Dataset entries

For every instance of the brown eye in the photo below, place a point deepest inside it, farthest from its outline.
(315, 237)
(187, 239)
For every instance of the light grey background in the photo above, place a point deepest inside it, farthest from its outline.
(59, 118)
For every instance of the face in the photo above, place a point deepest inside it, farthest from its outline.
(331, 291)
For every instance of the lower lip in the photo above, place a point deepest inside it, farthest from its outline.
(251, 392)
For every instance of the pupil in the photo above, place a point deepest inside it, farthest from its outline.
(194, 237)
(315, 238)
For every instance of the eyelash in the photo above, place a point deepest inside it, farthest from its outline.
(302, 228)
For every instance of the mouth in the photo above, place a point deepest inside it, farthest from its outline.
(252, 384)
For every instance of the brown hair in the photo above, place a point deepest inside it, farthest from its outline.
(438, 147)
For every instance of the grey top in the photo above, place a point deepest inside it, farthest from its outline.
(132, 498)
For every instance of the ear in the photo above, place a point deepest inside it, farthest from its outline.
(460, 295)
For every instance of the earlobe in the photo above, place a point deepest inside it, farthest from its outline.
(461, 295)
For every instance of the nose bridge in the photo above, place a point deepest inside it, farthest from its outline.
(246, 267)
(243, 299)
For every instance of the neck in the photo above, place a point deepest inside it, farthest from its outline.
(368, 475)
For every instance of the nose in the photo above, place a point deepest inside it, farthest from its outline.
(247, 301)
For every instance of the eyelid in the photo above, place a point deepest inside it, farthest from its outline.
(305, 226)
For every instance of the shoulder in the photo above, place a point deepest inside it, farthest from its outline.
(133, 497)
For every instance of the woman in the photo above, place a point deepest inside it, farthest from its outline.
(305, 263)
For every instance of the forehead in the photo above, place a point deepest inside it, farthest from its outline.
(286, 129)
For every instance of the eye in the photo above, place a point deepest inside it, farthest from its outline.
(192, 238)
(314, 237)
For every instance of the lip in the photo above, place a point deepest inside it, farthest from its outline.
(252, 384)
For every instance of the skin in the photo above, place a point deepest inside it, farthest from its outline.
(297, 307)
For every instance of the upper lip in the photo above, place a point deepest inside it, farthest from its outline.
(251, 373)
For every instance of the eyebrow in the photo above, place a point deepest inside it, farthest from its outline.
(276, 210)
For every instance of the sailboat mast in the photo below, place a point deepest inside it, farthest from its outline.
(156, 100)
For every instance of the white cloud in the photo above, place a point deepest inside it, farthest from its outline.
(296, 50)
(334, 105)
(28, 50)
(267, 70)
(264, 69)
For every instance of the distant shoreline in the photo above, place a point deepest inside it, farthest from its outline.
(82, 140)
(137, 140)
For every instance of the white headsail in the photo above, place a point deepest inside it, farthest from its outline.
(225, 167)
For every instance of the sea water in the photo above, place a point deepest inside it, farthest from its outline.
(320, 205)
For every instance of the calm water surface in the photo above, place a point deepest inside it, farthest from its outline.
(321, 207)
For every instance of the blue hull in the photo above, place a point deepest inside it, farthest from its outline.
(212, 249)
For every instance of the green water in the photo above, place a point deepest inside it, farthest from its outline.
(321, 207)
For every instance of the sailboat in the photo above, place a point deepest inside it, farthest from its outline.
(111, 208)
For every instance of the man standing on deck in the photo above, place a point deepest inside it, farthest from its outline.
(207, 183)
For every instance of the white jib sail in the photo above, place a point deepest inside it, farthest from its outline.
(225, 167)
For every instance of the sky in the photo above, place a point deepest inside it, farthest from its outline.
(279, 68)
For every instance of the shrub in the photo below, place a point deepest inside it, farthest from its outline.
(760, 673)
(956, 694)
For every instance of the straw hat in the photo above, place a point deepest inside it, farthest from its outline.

- _EXERCISE OBJECTIVE_
Every entry needs to be written out again, exactly as given.

- _ANSWER_
For every instance of the brown eye in the photo below, place a point deepest inside it, farthest from its outline.
(315, 237)
(187, 239)
For every instance of the light grey background in the photo above, place a point deepest inside it, farthest from its outline.
(59, 118)
For every instance of the face in the photo above, place a point deepest inside it, farthest from its outline.
(331, 291)
For every instance of the lower lip in the photo above, place a point deepest inside it, farthest from its outline.
(251, 392)
For every instance of the pupil in the photo above, place a point deepest inside it, farthest from its outline.
(194, 237)
(315, 238)
For every instance of the eyelash in the photo above, place a point deepest inside it, farthest from its outline.
(302, 228)
For every instance of the mouth in the photo above, place a point deepest inside it, farthest from its outline.
(252, 384)
For every instance of the brown hair in the photo above, place a point deepest inside it, farthest from its outline.
(438, 147)
For every instance of the grey top in the photo above, place a point deepest inside it, farthest from its outline.
(132, 498)
For every instance of the ear in the photo above, place a point deepest inside it, farthest from its outline.
(460, 295)
For every instance of the earlobe in the photo above, place a point deepest inside it, farthest from its outline.
(461, 295)
For every instance of the nose bridge in the photo above, place a point deepest inside it, farthest from its outline.
(246, 267)
(243, 299)
For every instance of the neck in the photo above, place a point deepest inside it, farthest from its outline.
(368, 475)
For every instance of the nose in the photo above, place a point deepest inside it, farthest from its outline.
(247, 301)
For every instance of the eyelid in the photo above, place a point deepest inside it, farthest from its outline.
(305, 226)
For every instance of the shoulder in the photo above, place a point deepest inside it, farthest from its outline.
(133, 497)
For every instance of the woman in the photo above, place a point deepest inside it, farthest from its outline.
(305, 263)
For every instance of the forehead in the photo above, place a point deepest inside it, farthest from its outline.
(286, 129)
For every instance of the eye in the photo above, place a point deepest inside it, farthest from its outline.
(192, 238)
(314, 237)
For every instance of the lip in the photo above, place a point deepest inside it, farthest from its outline.
(252, 384)
For every instance of the skin in the photo above, place a point deepest inside it, farthest from its outline.
(297, 307)
For every instance of the upper lip in the photo above, place a point deepest inside it, farthest from its outline.
(251, 373)
For every instance of the eyebrow in the photo above, place a point deepest inside it, farthest from its outline.
(276, 210)
For every instance of the sailboat mast in the photo below, place a point deepest inside it, farthest from its outline.
(156, 100)
For every instance of the white cloud in the photo above, place a point deepest inside it, farthest from its outline.
(296, 50)
(334, 105)
(28, 50)
(267, 70)
(264, 69)
For every instance of the distant shoreline in the photo above, place a point deepest inside it, farthest from its outline.
(82, 140)
(137, 140)
For every instance of the white headsail in the photo above, place a point deepest inside it, farthest from its outline.
(225, 167)
For every instance of the sea water in the photo above, place a point deepest inside it, farthest from its outline.
(320, 205)
For every instance of the calm water surface in the photo above, place a point deepest inside it, farthest from its outline.
(321, 207)
For every instance of the blue hull in the photo above, place a point deepest inside it, farthest from its outline.
(212, 249)
For every instance of the green water in the photo above, place a point deepest inside it, farthest from its outline.
(321, 207)
For every instance of the sailboat in the photo above, place a point deepest inside it, farthest from its outline.
(111, 208)
For every instance of the man standing on deck in the photo above, place a point deepest inside it, farthest from its outline.
(207, 183)
For every instance of the white jib sail in the photo above, place a point deepest inside it, farthest from its outline.
(225, 167)
For every instance of the sky in the photo above, place a point deepest inside it, farthest from its outline.
(279, 68)
For every instance of the shrub in the photo below, place a point deepest inside it, farthest from its outline.
(760, 673)
(956, 694)
For every instance of the straw hat in the photo above, place a point deepest inside it, farthest from its outline.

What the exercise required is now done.